What is needed: In the post "A Covid Blessing," where were the father, grandfather, and two brothers helicoptered?

Tuesday, March 23, 2021

A Covid Blessing

It doesn't make sense but it's true. Families are working together, eating together, preparing meals, cooking, cleaning, and taking in family members who lost their place to spend the night. I’ve been watching the children. Many are getting into the healing happiness of the covid blessing. We can heal with them.

 

Of course, the increase of interaction with family members can bring out the worst too. Many of us are bothered with so much relationship stuff.  We live in a culture that has demeaned family work to meet physical needs. It’s why we like school cafeterias, fast food, and propane deliveries. Now more of us are finding ourselves close to fires we build together, and rebuilding broken relationships is not easy. We are accustomed to easily walking away from the circle when the going gets tough, and conflicts rear up.  And now with covid still around, that’s more difficult, and more dangerous.  So many of us are swept into a family circle. Is it broken? Can Covid turn out to be a catalyst for healing?

 

Our collective memories have lost power to hold intact the ancient circle of Apsaalooke, German, Irish, Mexican, Asian and more heritages that once functioned here. They once kept our families together for the good of all. The power of the circle once was there because it included everyone. Not just because we would feel guilty sending anyone away, but because we were needed to keep our real needs met. Everyone had a role in some of everyone’s needs. And it was not only physical needs. It’s our need to be needed. And our need for emotional, spiritual, physical, and social connection.

 

A friend of mine had a brother who was incapacitated in his youth.  The tragedies led to a diagnosis of schizophrenia. Father, grandfather, and the two brothers took up a challenge to be helicoptered into the remote wilderness in the North Canadian shield. It was weeks walking distance from the planned point of access to safety. They prepared carefully for the risks, gathering equipment and tools for an extended time. They were conscious their need for each other would far outweigh the possibility of anyone being “on my own” during this expedition.  And that itself was scary. The risks were high of being together in a family fraught with trauma, even ancestral trauma. A family history of conflicts in relationship does not make such a venture easy to enter. To make a long story short, by the last week of the venture his symptoms were gone.

 

In “civilized” America, more of us than ever before can choose to survive on our own. It’s not easy to see interdependency as useful. We seem to have a culture built on easy escape from distasteful or even violent symptoms of trauma still engrained in our family system, from back when escape was not easy as it is now.

 

And now, covid has been putting children together with their elder relatives in ways that demand their loyalty and care for one another. I’ve heard it’s happening: the gift of covid.

 

For how many of us is this a terrible twist of covid fate? Can it be turned into the blessing the Creator may have intended?  Many of us, with ancestral trauma history, have difficulty opening our minds to this. Family dysfunction has become normal, as well as the normal ease to escape to another state. Now that escape isn’t so easy, we maybe could benefit together from a well-designed free program to heal together.  First see or read the story: thetraumatizedbrain.com/the-legacy-of-hollow-water .

Then look up hidden water, the new healing way built on science supporting what happened with Hollow Water: https://hiddenwatercircle.org/origin-story.

 

Or better yet, contact your local behavioral health provider, and ask for a human systems approach.

 

Might this be a way for the convergence of covid tragedies here with the Creator’s way to recapture the hope we once had in each of our ancestral pasts? Can all the varieties of heritages, languages, and religions here be an asset for healing?

Data to examine:
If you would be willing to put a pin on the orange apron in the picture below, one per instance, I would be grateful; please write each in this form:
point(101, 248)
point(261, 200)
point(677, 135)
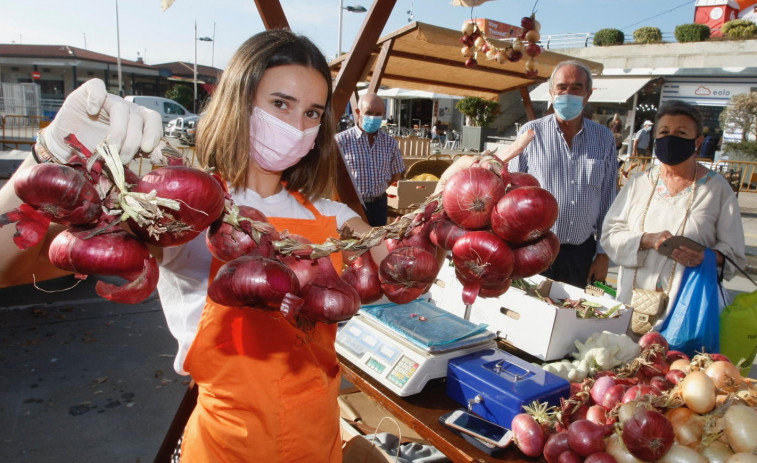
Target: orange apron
point(267, 391)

Task result: Into the remote wilderness in the North Canadian shield.